Data supplied –
####################

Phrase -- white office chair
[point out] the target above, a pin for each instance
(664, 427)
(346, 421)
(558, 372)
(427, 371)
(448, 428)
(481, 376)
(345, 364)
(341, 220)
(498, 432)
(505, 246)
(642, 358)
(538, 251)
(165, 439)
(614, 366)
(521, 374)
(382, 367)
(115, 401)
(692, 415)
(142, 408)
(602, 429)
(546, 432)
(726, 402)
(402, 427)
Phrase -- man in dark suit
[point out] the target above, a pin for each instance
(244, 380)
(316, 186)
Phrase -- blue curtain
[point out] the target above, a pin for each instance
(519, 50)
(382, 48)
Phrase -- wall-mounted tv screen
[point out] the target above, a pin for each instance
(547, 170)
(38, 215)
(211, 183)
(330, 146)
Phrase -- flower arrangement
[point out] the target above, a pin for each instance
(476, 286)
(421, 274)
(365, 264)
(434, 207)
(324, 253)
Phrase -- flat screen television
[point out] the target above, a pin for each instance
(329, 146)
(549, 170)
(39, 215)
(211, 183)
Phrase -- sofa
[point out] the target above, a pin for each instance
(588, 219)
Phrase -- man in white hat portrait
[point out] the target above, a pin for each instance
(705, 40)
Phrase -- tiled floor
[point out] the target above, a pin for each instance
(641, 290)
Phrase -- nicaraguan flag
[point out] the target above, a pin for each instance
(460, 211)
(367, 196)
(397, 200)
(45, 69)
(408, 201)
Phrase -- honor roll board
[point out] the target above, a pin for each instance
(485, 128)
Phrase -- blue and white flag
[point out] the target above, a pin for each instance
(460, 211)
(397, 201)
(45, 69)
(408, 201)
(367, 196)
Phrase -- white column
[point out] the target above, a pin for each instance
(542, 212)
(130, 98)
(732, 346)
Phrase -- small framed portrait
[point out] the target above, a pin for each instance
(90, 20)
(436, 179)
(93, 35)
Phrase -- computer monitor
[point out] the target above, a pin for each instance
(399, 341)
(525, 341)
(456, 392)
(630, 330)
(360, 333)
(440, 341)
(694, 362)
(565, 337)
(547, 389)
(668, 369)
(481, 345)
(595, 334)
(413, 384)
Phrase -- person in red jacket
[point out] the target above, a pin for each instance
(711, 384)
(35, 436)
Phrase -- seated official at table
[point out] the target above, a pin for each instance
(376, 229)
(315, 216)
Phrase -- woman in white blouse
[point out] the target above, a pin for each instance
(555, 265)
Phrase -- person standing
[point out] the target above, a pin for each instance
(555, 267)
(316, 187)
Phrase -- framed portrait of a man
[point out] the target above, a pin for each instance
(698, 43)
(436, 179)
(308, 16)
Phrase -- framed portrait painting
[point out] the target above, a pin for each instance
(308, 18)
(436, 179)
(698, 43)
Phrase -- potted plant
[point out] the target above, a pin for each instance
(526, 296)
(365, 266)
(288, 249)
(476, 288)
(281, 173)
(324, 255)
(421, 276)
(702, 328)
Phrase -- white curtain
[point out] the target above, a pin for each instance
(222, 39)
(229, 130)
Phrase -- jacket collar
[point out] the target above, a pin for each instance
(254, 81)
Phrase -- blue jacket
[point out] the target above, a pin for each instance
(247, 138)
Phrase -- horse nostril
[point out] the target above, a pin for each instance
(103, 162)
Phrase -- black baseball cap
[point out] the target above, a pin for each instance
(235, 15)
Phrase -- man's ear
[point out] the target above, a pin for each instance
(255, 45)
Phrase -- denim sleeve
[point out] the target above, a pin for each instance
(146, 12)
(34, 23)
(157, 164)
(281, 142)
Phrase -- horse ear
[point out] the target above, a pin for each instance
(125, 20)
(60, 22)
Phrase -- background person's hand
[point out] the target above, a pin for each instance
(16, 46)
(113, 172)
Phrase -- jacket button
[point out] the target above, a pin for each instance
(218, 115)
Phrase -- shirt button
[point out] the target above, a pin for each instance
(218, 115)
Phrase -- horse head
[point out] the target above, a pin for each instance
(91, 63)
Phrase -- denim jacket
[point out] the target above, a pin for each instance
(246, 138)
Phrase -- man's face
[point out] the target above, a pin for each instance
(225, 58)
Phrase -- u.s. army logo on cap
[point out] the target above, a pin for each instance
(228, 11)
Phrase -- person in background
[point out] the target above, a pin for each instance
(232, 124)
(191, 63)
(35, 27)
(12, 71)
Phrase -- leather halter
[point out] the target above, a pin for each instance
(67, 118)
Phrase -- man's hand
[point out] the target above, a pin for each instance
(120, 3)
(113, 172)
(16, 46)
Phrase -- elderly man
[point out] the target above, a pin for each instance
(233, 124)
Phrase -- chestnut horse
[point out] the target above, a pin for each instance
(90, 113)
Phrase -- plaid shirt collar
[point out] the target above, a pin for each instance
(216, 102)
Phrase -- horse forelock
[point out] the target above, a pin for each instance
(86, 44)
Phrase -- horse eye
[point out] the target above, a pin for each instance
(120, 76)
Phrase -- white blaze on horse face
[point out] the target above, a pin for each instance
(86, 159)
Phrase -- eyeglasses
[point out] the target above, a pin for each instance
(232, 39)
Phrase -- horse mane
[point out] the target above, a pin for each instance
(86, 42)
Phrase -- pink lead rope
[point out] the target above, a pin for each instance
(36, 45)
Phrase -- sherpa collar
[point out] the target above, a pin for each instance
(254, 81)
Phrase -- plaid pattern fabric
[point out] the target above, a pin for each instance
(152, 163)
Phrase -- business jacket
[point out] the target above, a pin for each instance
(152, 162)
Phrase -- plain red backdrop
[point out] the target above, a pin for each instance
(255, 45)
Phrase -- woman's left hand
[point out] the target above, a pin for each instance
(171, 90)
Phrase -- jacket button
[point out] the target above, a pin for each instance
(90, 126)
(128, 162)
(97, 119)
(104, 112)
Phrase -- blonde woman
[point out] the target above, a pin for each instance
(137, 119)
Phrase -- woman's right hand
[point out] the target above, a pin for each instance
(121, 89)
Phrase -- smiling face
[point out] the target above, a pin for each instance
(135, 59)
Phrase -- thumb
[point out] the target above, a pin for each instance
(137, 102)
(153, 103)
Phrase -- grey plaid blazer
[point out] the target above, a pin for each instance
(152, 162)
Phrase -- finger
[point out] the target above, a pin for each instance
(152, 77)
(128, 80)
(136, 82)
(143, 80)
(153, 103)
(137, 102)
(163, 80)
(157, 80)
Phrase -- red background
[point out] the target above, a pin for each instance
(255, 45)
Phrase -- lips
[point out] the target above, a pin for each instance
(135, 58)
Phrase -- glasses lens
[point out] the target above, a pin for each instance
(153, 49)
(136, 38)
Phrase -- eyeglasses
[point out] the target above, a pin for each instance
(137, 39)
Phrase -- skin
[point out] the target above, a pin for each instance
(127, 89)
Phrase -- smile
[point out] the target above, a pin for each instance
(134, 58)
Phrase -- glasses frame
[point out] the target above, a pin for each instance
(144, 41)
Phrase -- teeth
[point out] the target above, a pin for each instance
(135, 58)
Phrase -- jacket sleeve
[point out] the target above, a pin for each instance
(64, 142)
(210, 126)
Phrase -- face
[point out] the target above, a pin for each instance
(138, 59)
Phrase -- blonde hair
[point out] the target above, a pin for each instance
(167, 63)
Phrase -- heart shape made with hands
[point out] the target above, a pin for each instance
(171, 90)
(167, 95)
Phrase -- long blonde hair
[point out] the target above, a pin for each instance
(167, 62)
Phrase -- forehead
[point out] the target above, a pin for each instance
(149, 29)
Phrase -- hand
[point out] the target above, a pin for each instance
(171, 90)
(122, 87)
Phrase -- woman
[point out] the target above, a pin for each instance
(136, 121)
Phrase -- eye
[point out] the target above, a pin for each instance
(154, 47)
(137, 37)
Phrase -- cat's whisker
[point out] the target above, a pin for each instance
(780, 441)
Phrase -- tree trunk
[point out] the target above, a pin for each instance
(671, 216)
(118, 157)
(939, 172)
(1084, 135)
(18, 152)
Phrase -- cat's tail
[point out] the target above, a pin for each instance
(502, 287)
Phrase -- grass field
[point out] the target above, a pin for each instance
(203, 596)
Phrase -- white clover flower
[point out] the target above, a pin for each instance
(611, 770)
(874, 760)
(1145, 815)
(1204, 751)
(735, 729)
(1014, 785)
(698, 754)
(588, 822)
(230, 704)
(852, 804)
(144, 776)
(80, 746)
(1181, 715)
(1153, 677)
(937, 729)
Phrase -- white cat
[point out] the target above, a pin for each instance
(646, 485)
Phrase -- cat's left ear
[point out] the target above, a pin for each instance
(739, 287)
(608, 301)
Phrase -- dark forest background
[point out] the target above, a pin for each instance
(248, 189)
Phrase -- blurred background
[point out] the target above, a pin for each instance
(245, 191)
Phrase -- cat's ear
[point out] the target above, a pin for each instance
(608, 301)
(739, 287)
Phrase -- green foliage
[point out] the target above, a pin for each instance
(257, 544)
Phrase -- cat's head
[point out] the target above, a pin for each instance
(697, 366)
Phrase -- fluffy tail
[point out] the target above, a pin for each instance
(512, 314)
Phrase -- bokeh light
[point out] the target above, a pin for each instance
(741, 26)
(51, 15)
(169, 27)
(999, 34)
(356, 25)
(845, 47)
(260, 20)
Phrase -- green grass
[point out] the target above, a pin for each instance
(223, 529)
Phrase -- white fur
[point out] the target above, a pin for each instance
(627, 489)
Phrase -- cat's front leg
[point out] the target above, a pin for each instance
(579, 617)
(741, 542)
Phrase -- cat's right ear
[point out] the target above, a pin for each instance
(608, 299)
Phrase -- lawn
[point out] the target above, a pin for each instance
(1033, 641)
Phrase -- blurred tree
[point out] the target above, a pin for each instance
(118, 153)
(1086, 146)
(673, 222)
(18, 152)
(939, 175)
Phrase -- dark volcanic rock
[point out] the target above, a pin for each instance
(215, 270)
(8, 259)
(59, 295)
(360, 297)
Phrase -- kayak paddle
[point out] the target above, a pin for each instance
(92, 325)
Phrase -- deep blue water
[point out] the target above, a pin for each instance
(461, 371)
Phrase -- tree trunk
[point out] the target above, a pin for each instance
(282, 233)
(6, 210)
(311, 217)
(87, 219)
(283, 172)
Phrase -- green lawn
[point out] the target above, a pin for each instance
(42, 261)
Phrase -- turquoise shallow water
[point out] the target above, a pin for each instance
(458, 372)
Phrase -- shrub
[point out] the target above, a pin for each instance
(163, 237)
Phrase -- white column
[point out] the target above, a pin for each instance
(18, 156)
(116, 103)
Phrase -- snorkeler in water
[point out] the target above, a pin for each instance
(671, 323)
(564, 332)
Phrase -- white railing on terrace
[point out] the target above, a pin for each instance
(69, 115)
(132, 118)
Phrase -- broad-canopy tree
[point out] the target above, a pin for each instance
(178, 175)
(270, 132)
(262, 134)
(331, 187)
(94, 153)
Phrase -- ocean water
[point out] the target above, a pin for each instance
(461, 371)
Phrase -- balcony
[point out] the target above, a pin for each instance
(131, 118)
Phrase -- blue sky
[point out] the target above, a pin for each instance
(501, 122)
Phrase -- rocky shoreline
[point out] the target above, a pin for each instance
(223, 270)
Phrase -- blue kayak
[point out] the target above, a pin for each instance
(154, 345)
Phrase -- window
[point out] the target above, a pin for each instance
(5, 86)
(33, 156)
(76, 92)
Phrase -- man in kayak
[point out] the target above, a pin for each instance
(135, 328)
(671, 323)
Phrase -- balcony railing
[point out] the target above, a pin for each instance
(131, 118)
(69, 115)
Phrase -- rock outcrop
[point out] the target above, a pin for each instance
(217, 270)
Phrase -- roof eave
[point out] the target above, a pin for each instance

####################

Request –
Put the lines from the one containing "Phrase -- balcony railing" through the end of the items, inclusive, into a Markdown table with the columns Row and Line, leaving out any blank lines.

Solution below –
| Row | Line |
|---|---|
| 1 | Phrase -- balcony railing |
| 2 | [point out] the target above, a pin for each instance |
| 3 | (131, 118) |
| 4 | (69, 115) |
| 5 | Phrase -- rock outcrop |
| 6 | [point out] the target above, a pin for each instance |
| 7 | (217, 270) |
| 8 | Phrase -- roof eave |
| 9 | [point out] the target above, a pin for each instance |